SOURCE RECORDS:
--------

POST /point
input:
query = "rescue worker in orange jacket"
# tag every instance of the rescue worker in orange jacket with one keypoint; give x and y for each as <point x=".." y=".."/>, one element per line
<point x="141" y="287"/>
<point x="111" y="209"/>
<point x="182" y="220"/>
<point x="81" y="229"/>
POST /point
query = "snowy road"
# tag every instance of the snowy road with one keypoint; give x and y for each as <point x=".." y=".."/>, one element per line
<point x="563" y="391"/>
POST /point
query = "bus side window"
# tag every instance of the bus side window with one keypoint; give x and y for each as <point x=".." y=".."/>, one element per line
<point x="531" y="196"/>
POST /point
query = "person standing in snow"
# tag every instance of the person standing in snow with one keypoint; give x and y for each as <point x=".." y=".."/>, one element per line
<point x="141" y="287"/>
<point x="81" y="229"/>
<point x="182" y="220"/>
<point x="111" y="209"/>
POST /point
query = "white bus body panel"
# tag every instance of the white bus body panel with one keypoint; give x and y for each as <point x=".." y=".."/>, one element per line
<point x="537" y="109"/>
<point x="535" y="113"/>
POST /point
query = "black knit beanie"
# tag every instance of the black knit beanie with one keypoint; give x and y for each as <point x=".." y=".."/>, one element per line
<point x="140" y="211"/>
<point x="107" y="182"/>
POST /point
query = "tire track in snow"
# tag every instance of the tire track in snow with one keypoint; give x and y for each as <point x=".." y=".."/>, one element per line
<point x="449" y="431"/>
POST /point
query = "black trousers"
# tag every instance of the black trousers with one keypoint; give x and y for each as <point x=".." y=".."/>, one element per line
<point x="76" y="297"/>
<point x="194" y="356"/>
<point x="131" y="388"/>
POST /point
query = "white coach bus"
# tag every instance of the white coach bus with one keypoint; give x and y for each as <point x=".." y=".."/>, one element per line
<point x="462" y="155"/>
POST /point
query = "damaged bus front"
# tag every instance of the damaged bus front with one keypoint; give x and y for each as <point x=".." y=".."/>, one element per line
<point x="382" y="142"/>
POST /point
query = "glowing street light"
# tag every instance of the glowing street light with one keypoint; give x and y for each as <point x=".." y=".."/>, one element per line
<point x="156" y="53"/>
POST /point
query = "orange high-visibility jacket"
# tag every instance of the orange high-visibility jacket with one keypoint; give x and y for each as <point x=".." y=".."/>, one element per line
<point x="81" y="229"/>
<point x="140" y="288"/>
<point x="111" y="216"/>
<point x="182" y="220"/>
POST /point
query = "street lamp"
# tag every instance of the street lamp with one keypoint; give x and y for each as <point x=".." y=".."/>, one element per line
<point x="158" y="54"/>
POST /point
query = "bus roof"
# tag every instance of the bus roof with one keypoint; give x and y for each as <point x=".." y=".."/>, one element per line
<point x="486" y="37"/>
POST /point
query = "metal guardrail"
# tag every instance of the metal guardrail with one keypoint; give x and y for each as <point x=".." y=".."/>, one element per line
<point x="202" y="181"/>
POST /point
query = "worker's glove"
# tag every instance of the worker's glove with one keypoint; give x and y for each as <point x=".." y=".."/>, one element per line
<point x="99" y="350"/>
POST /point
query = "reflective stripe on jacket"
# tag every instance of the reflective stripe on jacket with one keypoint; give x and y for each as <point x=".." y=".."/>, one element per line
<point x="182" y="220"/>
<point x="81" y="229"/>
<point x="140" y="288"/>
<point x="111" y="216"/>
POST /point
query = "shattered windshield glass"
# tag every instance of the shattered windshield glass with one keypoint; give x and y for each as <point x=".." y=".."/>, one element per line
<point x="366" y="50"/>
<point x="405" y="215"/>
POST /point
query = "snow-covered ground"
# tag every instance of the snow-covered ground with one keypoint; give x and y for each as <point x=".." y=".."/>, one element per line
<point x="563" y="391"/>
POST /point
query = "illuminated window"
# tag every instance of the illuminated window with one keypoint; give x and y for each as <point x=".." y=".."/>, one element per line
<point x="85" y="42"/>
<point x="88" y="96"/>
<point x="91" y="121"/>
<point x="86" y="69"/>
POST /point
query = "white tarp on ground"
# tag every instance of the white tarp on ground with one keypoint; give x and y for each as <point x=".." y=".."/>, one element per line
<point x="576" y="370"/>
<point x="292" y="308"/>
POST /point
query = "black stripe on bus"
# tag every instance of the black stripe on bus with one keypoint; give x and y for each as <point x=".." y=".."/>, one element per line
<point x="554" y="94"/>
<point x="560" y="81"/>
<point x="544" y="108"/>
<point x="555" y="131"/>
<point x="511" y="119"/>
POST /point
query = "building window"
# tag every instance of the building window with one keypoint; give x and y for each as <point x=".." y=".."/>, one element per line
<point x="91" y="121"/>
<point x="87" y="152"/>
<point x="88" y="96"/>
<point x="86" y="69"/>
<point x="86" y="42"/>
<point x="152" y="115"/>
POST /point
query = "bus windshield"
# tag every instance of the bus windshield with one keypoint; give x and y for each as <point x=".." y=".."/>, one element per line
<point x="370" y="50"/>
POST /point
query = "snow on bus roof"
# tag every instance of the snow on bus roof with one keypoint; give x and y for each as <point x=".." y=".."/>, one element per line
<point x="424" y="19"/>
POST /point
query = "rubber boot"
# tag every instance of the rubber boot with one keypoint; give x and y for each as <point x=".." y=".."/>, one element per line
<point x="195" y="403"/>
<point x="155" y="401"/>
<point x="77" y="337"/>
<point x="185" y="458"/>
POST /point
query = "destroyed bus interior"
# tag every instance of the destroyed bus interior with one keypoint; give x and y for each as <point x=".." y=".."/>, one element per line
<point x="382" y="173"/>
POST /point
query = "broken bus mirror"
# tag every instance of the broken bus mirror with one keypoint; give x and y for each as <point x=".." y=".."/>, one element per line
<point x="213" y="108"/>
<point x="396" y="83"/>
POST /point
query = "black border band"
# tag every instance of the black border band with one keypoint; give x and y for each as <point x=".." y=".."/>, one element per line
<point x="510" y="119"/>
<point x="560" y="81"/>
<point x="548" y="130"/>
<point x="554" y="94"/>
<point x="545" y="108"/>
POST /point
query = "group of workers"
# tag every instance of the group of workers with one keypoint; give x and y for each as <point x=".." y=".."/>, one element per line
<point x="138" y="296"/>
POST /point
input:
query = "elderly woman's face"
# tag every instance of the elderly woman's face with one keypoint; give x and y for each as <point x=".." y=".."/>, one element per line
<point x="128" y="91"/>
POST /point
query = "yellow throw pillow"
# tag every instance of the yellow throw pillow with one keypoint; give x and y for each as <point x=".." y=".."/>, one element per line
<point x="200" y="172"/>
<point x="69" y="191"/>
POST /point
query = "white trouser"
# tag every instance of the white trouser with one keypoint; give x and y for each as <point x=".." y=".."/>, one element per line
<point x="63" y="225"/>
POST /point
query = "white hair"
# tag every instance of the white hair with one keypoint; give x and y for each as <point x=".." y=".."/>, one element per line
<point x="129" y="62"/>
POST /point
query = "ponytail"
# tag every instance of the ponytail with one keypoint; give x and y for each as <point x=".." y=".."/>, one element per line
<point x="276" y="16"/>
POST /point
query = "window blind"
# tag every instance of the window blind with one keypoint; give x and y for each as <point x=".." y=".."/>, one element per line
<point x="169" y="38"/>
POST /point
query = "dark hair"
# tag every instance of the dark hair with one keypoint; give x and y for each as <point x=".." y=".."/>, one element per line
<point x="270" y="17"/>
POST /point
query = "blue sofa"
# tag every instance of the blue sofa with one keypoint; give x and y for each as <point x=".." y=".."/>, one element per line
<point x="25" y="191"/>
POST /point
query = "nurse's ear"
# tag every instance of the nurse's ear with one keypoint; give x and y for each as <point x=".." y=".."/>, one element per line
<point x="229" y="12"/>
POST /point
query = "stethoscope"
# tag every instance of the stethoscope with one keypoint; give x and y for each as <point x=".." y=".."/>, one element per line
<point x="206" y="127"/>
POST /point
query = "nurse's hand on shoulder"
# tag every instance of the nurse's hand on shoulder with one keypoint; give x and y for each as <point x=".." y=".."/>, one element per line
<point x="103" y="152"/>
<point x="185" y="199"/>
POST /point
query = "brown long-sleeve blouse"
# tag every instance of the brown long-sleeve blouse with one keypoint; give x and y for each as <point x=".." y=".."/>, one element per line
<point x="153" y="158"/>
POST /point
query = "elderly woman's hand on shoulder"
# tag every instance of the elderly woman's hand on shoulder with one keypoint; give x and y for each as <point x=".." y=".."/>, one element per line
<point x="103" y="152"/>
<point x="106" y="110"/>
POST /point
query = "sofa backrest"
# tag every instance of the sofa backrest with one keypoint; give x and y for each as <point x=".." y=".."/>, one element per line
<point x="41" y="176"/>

--------

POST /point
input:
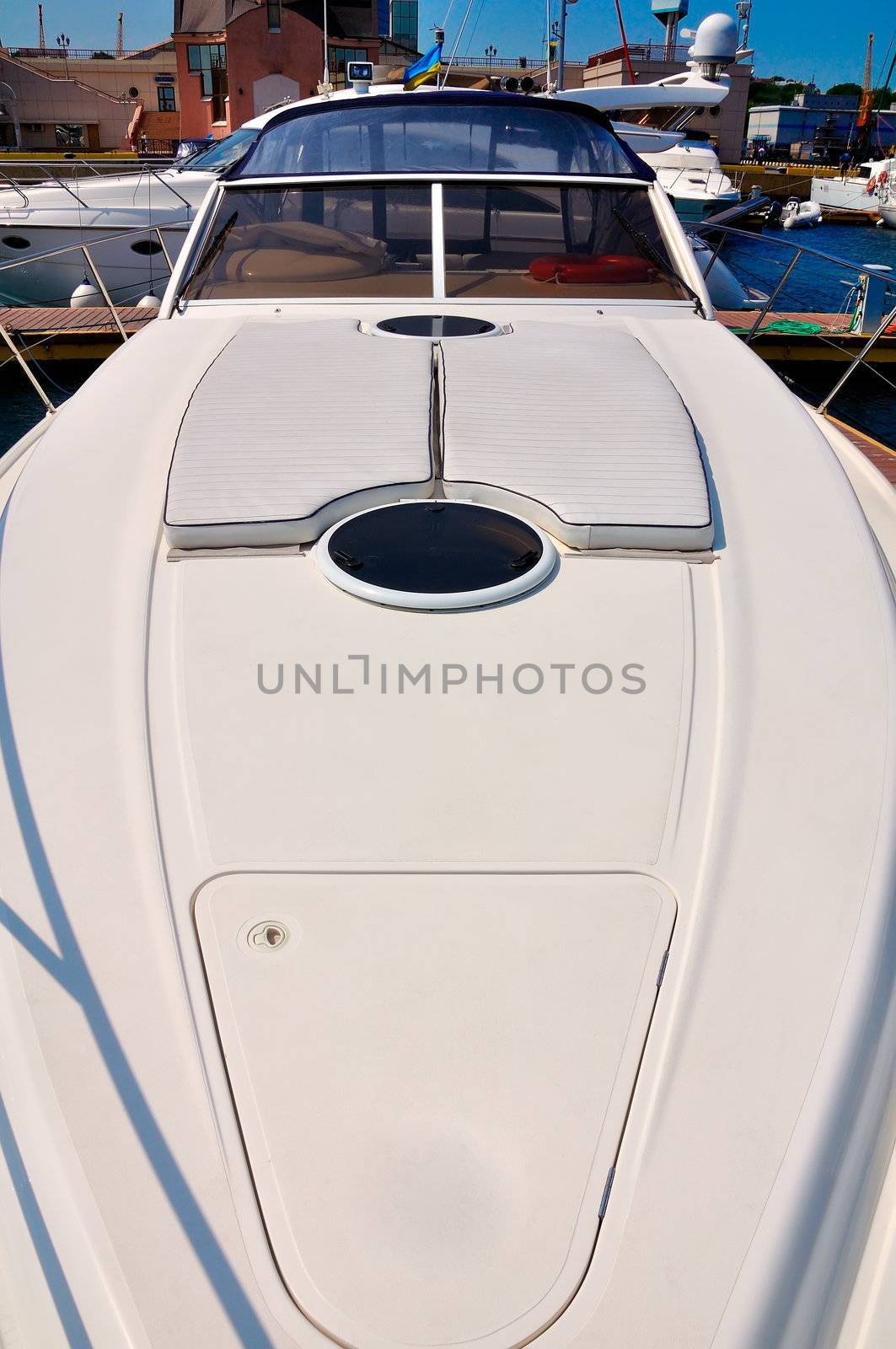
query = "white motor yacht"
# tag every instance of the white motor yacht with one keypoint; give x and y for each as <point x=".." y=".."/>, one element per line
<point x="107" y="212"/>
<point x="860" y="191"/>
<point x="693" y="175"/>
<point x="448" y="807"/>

--------

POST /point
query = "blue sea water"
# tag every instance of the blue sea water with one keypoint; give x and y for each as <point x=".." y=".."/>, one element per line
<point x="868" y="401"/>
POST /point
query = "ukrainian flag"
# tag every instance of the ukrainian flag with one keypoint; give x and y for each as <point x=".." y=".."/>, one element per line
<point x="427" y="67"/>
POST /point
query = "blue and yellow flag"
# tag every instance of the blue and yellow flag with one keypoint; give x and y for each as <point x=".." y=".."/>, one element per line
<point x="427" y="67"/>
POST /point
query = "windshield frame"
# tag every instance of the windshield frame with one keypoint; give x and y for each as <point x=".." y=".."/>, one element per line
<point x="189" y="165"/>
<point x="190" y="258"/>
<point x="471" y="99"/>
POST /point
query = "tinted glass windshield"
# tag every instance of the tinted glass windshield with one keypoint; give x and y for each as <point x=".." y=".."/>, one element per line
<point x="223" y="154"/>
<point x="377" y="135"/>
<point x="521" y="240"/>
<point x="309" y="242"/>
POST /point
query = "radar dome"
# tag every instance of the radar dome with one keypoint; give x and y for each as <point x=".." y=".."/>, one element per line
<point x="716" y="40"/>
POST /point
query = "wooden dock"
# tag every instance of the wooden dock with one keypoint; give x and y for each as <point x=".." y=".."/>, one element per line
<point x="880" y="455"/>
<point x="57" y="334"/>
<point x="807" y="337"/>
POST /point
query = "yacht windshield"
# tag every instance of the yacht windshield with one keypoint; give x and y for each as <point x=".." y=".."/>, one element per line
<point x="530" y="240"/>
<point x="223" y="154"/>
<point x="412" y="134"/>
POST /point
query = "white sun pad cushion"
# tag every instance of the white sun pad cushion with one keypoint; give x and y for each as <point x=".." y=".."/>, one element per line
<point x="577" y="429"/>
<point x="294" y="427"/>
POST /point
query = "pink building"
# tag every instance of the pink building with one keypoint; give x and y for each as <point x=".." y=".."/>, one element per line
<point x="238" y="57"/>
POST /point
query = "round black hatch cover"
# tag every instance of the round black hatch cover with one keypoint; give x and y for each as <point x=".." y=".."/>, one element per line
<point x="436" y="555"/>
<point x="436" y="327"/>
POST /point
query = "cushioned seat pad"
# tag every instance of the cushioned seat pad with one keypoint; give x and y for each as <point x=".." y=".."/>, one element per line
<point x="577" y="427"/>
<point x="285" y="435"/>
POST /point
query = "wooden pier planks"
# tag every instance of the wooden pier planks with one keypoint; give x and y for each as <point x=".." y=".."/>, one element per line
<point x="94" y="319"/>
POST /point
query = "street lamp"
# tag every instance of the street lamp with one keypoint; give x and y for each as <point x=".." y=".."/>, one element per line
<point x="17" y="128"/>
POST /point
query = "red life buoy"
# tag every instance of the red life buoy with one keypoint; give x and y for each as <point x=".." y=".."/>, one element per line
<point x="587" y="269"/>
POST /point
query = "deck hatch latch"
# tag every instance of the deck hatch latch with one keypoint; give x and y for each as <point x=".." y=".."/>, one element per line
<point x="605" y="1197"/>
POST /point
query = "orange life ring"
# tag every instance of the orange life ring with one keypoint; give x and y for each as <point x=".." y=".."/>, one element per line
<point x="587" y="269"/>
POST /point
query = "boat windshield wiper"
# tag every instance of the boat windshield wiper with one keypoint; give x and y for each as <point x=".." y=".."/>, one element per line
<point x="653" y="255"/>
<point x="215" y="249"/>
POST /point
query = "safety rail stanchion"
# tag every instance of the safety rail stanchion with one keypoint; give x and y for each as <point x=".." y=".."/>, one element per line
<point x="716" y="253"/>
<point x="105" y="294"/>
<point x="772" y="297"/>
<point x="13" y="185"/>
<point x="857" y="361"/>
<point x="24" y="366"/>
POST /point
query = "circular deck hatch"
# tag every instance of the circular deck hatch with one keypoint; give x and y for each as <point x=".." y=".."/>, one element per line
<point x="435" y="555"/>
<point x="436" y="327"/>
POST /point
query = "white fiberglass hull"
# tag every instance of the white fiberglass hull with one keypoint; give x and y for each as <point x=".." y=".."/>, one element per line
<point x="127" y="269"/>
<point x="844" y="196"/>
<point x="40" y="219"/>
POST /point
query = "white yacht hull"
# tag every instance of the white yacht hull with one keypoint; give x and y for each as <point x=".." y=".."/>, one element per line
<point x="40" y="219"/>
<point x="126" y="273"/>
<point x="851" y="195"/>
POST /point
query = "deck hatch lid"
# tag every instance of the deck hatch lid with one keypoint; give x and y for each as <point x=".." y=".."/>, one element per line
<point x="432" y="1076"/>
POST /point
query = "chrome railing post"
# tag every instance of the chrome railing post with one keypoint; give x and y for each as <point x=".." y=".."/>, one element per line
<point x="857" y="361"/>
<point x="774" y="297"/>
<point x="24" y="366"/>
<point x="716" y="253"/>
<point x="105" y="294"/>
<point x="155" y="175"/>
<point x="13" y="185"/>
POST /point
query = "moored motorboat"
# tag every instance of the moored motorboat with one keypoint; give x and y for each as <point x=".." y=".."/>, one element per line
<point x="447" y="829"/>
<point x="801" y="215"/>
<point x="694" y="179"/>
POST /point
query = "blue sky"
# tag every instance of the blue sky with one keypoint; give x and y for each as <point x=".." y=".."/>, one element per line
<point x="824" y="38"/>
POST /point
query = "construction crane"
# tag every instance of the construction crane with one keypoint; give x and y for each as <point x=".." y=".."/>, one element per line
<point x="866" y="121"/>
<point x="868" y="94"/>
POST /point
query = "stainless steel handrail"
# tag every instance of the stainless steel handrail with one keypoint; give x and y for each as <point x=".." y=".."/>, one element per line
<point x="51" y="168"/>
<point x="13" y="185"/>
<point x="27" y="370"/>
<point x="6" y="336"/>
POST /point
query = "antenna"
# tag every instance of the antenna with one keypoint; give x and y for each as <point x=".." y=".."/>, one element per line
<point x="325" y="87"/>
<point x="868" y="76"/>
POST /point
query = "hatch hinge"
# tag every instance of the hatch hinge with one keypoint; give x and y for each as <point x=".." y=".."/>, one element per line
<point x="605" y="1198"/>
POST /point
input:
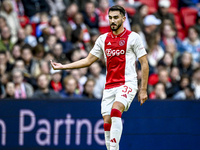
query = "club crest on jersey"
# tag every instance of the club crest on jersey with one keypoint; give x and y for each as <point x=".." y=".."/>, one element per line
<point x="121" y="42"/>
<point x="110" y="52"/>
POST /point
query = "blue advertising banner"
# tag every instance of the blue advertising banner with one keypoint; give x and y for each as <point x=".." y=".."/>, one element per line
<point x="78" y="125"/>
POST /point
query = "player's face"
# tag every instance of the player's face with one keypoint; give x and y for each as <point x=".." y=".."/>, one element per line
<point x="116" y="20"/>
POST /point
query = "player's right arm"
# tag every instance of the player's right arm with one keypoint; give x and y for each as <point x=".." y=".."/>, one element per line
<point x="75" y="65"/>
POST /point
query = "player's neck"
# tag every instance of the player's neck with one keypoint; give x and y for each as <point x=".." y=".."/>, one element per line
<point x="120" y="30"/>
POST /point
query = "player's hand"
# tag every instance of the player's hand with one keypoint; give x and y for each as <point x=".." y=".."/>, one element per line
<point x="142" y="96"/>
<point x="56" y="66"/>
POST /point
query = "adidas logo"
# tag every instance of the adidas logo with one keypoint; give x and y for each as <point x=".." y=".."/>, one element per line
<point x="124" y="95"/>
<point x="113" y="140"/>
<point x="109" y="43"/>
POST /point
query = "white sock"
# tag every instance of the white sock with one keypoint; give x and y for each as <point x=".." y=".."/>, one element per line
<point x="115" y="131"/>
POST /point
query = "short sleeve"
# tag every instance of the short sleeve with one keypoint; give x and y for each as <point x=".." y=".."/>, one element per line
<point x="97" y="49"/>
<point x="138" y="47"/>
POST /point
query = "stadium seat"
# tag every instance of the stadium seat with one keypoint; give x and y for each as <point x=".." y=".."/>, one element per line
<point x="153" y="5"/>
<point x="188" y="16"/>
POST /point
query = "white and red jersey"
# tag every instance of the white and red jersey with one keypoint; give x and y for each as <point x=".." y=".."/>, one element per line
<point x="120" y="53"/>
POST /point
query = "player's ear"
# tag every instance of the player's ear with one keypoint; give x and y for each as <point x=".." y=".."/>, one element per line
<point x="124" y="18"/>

--------

WORK INSTRUCTIONS:
Identify every line in the rows above that contains the string "glowing", matching case exactly, and copy each such line in full.

SOLUTION TO THIS TASK:
query = "glowing street light"
# tag every instance of the glowing street light with one keypoint; give x and y for each as <point x=".." y=".."/>, one element per line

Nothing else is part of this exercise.